◆ **Task to carry out**
Examine each line of the data, and copy the ones containing "below".

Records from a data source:
◆ ◆ ◆ ◆

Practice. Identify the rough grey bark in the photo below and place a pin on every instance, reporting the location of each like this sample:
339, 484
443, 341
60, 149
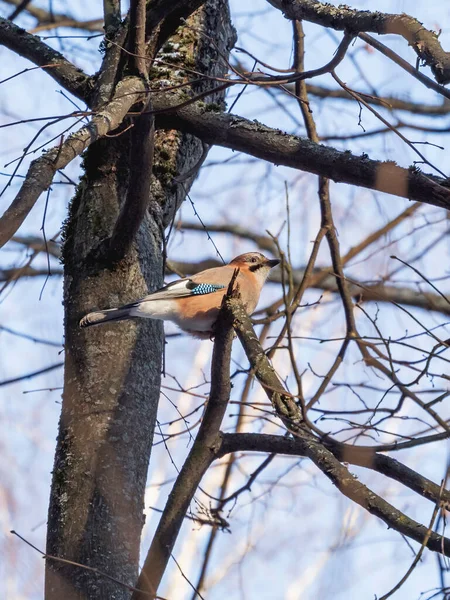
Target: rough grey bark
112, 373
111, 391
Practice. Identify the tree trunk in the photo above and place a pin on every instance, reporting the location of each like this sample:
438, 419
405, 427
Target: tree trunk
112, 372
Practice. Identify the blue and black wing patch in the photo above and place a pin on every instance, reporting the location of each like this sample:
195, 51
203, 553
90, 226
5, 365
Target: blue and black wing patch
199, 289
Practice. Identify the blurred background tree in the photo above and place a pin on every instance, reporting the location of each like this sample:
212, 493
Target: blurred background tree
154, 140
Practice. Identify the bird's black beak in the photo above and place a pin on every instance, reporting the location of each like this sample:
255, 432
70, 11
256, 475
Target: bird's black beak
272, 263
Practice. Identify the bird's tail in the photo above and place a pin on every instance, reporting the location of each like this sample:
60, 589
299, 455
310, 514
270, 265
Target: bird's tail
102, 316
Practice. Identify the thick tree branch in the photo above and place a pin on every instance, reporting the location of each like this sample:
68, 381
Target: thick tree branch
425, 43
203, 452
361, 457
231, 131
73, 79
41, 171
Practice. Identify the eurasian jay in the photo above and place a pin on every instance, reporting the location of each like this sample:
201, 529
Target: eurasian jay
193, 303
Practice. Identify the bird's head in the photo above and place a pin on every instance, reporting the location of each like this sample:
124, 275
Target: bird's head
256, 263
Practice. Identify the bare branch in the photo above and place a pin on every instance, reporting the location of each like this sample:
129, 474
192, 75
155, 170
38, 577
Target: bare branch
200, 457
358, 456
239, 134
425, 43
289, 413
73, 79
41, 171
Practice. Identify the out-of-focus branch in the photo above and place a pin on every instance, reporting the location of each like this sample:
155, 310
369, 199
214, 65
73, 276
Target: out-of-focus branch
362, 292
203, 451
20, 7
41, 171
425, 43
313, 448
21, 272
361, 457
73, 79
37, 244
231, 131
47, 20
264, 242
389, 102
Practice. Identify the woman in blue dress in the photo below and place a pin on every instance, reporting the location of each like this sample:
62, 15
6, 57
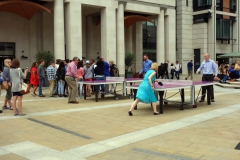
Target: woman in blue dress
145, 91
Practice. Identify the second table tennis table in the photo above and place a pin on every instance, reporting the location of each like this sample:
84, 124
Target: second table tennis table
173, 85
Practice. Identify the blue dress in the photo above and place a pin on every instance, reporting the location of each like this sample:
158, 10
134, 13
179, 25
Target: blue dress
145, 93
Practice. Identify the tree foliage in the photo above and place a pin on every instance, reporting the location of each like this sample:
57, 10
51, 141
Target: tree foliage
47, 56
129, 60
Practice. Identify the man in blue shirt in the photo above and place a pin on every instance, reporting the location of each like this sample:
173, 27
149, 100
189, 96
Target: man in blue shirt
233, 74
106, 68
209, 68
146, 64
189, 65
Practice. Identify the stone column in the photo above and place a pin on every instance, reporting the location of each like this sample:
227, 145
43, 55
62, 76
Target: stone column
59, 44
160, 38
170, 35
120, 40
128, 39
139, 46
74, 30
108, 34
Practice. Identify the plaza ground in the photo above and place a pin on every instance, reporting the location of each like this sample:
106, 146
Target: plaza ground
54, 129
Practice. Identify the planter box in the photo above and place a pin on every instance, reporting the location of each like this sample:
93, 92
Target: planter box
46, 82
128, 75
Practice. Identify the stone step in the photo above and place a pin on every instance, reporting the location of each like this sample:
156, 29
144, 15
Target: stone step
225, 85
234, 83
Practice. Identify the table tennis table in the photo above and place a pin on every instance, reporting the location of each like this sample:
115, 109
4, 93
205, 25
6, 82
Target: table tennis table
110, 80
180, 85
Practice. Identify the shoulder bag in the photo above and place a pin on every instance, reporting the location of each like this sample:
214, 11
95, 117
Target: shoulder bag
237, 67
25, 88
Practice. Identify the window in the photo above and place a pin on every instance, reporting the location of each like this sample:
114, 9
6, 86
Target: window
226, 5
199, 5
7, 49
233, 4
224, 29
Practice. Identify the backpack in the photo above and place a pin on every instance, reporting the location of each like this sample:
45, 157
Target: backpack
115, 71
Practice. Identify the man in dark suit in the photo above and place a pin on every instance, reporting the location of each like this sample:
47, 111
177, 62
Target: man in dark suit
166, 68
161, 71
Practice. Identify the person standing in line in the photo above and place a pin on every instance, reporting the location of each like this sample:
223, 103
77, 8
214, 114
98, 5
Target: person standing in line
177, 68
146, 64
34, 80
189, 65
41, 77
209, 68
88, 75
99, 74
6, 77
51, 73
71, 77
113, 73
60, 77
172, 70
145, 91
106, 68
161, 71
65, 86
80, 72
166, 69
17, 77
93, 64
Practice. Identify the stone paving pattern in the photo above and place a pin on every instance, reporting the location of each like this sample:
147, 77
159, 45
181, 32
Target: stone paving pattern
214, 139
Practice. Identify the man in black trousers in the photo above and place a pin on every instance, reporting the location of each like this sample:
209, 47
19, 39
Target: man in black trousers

◆ ◆ ◆ ◆

◆ **Answer box**
Practice. Identify the rough grey bark in the photo below and place a pin on every instance, reporting the location of each like this sample:
Practice. Identify the woman in blue dress in the photo below and place a pin on every instance, reporting the location of each like this sample:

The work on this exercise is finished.